▸ **Work instructions**
Report back every line below that carries the word "prayer".

#####

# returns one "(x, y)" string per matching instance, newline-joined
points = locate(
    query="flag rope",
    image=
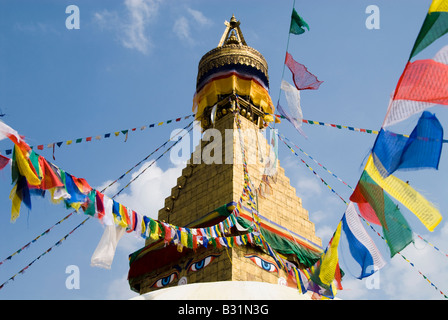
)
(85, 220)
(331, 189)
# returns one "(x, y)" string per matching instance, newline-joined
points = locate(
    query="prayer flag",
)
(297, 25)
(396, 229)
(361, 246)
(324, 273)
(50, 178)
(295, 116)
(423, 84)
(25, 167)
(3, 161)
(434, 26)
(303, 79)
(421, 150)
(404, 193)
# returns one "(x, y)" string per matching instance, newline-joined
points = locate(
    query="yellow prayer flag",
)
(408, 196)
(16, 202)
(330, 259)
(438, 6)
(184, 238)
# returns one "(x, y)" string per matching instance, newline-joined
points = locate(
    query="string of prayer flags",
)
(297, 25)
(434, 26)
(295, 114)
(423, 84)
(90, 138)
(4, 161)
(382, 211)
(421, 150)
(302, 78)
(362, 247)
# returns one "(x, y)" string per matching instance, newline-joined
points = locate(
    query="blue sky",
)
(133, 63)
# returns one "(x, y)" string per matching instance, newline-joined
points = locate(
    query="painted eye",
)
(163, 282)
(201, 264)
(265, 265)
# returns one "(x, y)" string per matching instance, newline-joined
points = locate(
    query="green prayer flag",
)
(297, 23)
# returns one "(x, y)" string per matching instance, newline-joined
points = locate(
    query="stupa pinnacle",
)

#####

▸ **Problem solution**
    query="prayer flag",
    query="yellow prayer flag",
    query="string of prayer flags",
    query="green prayer flag",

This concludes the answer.